* **Excerto fornecido**
20 de outubro de 2019

A Corja

Camilo Castelo Branco
A Corja (1880)

Eusébio Macário e A Corja foram publicados por Ernesto Chardron, em 1879 e 1880, incluídos em dois volumes intitulados, respectivamente, Sentimentalismo e História e História e Sentimentalismo. Na secção intitulada História, incluiu Camilo ensaios de teor histórico, ao passo que na secção Sentimentalismo figuram as novelas, sendo A Corja a continuação de Eusébio Macário.
Cerca de dois anos passados sobre os acontecimentos descritos no livro anterior, reencontramos o padre Justino, que conseguiu ser nomeado cónego no Porto, agora na proximidade dos Macários, por quem alimenta um ressentimento crescente, contribuindo activamente para a sua ruína, ao mesmo tempo que executa um plano que lhe permitirá recuperar Felícia.

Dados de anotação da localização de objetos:

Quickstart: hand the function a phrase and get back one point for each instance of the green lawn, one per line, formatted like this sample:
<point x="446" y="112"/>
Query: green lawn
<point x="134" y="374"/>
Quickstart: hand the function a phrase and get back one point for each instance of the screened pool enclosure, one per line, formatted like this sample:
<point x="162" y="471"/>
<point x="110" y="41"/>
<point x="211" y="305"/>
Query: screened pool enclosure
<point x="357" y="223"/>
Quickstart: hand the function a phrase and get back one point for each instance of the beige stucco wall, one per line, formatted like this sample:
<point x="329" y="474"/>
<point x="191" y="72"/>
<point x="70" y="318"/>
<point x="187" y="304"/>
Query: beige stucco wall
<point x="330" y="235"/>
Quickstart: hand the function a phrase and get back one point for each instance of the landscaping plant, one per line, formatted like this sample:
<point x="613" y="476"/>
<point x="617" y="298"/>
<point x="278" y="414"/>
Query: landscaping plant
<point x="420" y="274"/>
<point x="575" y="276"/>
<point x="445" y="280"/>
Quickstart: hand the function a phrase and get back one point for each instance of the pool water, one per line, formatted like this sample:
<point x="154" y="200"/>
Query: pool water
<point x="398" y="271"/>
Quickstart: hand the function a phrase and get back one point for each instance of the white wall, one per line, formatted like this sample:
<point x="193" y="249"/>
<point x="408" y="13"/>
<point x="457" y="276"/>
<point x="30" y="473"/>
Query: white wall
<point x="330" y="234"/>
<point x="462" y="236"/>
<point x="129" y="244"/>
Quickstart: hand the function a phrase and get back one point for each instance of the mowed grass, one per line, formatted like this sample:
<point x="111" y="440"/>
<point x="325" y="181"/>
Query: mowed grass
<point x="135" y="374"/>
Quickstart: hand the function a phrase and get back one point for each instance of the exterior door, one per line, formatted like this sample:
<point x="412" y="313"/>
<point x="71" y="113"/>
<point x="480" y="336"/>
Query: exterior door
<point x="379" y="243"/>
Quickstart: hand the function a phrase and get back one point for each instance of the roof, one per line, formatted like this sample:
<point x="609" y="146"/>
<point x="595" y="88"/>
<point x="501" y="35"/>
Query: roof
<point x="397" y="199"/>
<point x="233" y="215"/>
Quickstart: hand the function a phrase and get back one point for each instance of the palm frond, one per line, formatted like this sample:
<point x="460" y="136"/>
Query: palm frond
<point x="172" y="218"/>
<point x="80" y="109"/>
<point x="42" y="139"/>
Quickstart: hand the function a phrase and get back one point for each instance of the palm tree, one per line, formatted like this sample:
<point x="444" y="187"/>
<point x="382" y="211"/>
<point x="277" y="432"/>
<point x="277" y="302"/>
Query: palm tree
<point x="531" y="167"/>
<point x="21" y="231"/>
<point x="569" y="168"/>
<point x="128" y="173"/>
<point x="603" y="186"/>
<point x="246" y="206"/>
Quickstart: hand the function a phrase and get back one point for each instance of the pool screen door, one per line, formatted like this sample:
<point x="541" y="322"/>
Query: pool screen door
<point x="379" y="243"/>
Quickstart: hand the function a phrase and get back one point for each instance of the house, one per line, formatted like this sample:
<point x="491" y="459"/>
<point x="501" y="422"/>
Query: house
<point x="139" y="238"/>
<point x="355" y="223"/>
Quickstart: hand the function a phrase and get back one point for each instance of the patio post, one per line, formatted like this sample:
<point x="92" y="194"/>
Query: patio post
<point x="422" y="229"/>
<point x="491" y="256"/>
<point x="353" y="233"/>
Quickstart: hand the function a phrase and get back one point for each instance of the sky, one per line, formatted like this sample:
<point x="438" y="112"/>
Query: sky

* **Trabalho pedido**
• 1. Responda com base no excerto sobre A Corja:
(a) Quem publicou Eusébio Macário e A Corja?
(b) Em que secção dos volumes figuram as novelas?
(c) Em que cidade foi o padre Justino nomeado cónego?
• 2. Segundo o excerto sobre A Corja, porque contribui o padre Justino para a ruína dos Macários?
• 3. Enumere todos os títulos de novelas e de volumes referidos no excerto sobre A Corja.
A listagem é material à parte, sem ligação ao excerto.

* **Respostas**
• 1.
(a) Ernesto Chardron.
(b) Na secção Sentimentalismo.
(c) No Porto.

• 2. O padre Justino alimenta um ressentimento crescente pelos Macários. Agora que está perto deles, esse ressentimento leva-o a contribuir ativamente para a sua ruína.

• 3.
Eusébio Macário
A Corja
Sentimentalismo e História
História e Sentimentalismo